Start of Data entries

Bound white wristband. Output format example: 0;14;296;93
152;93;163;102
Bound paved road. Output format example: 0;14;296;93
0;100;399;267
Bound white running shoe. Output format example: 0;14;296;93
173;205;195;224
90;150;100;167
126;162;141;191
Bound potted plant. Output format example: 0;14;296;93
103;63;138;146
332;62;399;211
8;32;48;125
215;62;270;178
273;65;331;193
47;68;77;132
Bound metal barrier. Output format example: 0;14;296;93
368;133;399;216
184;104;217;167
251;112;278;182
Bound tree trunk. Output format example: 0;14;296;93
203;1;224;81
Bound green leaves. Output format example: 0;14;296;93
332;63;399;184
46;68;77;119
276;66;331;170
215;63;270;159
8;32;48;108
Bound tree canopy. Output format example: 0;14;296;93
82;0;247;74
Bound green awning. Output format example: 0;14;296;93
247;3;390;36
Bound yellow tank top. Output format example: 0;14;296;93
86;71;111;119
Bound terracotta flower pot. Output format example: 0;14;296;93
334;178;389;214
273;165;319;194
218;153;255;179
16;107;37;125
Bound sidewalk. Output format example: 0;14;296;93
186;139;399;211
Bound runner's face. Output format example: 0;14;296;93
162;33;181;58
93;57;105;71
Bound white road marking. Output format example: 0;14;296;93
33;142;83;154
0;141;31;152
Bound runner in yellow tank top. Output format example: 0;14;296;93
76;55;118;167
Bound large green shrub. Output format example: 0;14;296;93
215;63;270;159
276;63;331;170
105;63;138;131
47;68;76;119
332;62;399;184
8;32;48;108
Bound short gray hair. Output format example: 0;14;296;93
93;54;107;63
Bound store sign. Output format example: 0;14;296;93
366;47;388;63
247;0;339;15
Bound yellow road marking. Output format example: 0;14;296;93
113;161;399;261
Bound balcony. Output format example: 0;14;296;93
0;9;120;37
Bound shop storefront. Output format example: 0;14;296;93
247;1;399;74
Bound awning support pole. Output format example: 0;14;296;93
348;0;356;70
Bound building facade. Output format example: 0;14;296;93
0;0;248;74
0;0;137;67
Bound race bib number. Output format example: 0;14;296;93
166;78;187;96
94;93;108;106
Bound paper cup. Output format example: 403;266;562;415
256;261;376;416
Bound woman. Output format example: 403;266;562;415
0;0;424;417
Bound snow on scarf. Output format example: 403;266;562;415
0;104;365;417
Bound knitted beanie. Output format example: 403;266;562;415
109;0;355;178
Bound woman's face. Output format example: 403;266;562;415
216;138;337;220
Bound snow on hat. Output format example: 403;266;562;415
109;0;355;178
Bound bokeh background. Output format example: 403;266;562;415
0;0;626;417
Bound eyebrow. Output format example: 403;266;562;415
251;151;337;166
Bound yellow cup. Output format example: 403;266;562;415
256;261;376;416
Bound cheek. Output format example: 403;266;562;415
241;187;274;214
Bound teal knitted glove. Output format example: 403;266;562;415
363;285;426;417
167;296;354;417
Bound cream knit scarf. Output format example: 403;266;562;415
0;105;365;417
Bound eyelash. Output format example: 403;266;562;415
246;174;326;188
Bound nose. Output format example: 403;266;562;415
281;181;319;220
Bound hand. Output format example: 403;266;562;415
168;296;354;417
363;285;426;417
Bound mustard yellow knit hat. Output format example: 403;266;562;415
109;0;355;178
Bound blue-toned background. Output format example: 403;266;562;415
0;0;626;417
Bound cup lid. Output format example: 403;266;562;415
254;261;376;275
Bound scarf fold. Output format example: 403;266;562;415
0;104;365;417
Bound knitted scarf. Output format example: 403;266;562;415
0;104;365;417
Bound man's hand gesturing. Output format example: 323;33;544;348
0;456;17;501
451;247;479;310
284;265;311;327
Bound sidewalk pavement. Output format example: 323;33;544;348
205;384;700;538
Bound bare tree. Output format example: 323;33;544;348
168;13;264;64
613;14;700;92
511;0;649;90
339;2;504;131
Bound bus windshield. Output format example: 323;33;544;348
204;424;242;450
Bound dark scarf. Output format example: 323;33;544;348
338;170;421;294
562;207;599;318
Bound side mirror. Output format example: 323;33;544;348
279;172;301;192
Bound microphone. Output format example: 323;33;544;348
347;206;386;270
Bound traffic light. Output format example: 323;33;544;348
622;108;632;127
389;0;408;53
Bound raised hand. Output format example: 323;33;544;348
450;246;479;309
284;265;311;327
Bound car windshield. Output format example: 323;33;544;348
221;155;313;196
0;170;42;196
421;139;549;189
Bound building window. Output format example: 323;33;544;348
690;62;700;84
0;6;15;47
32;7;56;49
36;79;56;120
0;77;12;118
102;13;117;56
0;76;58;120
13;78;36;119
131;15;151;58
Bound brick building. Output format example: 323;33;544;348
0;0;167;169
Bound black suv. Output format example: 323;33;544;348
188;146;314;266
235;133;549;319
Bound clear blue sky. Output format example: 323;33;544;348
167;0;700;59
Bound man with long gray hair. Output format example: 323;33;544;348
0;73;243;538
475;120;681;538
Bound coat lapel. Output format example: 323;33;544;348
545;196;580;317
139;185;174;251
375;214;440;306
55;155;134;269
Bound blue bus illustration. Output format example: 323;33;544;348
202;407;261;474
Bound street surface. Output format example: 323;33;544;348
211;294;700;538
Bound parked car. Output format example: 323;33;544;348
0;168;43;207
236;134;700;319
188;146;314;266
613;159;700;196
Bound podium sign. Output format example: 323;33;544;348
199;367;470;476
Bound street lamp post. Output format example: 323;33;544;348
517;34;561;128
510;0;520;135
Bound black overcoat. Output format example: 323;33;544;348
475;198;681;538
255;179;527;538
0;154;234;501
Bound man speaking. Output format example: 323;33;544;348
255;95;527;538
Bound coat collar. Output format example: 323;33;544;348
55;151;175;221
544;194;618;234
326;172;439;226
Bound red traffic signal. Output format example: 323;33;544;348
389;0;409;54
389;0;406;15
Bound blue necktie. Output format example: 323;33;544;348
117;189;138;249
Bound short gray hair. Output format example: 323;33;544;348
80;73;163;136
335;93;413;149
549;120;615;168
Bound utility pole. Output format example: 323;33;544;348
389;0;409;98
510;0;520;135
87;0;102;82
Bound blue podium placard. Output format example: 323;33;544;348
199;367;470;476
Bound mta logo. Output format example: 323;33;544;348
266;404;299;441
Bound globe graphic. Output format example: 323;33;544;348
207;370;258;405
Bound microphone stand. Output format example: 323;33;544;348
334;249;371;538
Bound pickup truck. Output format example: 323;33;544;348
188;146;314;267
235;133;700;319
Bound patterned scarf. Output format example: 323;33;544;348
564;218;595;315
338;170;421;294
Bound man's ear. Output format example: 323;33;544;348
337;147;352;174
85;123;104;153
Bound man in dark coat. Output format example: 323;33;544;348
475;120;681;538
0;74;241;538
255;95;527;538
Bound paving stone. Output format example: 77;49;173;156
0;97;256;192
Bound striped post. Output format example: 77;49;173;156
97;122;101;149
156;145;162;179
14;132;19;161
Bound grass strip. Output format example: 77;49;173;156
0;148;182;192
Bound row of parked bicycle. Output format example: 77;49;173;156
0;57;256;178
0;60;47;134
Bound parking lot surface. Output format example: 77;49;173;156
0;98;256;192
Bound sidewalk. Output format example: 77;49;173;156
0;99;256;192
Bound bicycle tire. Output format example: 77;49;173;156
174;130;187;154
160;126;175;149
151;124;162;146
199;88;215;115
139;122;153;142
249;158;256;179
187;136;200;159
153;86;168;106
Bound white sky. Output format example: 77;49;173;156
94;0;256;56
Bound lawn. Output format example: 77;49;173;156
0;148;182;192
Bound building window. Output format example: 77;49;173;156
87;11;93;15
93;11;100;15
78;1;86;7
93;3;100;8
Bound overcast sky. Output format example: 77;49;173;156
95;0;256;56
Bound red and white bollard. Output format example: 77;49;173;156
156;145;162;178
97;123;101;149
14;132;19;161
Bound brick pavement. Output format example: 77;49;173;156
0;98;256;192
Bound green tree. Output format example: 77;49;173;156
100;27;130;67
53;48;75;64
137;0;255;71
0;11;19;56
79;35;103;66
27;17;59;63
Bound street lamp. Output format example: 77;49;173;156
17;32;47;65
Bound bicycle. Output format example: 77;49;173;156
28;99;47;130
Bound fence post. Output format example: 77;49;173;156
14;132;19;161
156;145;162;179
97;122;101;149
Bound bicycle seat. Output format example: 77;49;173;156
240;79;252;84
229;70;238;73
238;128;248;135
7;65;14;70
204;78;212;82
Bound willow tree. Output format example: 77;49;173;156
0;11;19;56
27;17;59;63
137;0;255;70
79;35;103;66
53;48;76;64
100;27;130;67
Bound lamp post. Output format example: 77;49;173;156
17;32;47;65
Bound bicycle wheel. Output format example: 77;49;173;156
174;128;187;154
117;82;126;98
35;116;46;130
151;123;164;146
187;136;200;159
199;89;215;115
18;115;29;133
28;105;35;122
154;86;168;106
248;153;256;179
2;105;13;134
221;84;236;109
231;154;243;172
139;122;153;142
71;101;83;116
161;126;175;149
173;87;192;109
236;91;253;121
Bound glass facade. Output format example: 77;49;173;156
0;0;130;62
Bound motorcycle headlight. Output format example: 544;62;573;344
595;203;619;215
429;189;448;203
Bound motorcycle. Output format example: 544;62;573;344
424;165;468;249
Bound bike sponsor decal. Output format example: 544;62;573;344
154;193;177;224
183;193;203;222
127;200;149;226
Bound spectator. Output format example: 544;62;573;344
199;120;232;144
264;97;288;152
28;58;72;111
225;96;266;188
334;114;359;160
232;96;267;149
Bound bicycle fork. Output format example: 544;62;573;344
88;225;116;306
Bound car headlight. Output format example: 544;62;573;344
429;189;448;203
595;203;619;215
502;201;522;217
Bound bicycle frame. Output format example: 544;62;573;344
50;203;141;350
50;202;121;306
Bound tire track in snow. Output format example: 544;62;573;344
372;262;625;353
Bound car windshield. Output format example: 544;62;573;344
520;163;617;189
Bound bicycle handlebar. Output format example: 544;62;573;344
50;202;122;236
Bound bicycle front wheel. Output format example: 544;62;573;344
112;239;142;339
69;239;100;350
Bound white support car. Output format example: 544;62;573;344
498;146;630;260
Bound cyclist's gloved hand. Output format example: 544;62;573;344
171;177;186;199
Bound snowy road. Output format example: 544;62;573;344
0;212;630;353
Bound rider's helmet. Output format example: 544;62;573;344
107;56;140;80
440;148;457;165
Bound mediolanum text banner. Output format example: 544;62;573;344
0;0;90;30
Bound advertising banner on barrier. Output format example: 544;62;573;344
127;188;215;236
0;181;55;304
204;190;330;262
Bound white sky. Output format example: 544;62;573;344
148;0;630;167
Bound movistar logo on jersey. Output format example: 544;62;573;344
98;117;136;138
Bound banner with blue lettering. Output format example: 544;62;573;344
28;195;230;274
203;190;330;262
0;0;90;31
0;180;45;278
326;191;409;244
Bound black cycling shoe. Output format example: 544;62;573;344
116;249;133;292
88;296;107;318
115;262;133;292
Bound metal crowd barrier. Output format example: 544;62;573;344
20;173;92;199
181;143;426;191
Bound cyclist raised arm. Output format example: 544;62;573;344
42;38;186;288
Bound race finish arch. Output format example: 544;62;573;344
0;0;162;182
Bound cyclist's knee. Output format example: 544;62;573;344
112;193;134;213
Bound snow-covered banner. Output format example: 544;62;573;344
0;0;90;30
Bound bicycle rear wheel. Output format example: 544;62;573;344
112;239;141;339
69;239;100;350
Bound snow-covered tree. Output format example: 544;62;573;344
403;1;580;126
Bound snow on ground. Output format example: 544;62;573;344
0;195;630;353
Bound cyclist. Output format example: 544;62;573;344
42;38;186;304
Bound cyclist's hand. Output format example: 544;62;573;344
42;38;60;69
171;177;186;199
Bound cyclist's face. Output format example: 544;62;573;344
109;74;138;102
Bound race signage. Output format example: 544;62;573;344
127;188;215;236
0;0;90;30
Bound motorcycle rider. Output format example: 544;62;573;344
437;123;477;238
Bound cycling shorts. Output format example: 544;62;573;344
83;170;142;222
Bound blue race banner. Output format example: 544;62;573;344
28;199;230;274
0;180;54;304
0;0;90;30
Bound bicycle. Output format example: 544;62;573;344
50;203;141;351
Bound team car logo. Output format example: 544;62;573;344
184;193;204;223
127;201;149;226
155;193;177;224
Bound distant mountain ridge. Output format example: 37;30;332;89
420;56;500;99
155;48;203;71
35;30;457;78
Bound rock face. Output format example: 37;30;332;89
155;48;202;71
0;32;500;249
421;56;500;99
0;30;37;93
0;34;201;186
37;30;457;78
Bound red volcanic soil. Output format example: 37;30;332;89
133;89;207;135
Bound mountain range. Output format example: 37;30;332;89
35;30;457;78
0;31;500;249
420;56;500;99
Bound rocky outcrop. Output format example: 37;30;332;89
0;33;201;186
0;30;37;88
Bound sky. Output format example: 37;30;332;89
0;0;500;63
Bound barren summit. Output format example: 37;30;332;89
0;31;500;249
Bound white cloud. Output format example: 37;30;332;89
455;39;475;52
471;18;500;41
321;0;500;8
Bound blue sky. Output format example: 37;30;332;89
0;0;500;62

End of Data entries

■ **Job**
Starting at the line of the listing that has "Bound team car" and running through its last line, copy those lines again with "mountain" swapped for "hill" and nothing else altered.

■ **Written answer**
Bound team car logo. Output format example: 544;62;573;344
184;193;204;223
127;201;149;226
155;193;177;224
Bound distant hill ridge. Output format example: 37;30;332;89
420;56;500;99
155;48;203;71
35;30;457;78
Bound rock face. Output format example: 37;30;332;89
155;48;202;71
0;32;500;249
421;56;500;99
0;30;37;93
0;34;201;186
37;30;457;78
Bound red volcanic soil. Output format example: 37;30;332;89
133;89;207;135
Bound hill range. Output format example: 37;30;332;89
35;30;457;78
0;31;500;249
420;56;500;99
Bound rocky outcrop. Output format example: 37;30;332;89
0;33;201;186
0;30;37;88
Bound sky. Output format example: 37;30;332;89
0;0;500;63
Bound barren summit. Output format example: 37;30;332;89
0;31;500;249
Bound white cloud. Output format example: 37;30;332;89
455;39;475;52
471;18;500;41
321;0;500;8
Bound blue sky. Output format example: 37;30;332;89
0;0;500;62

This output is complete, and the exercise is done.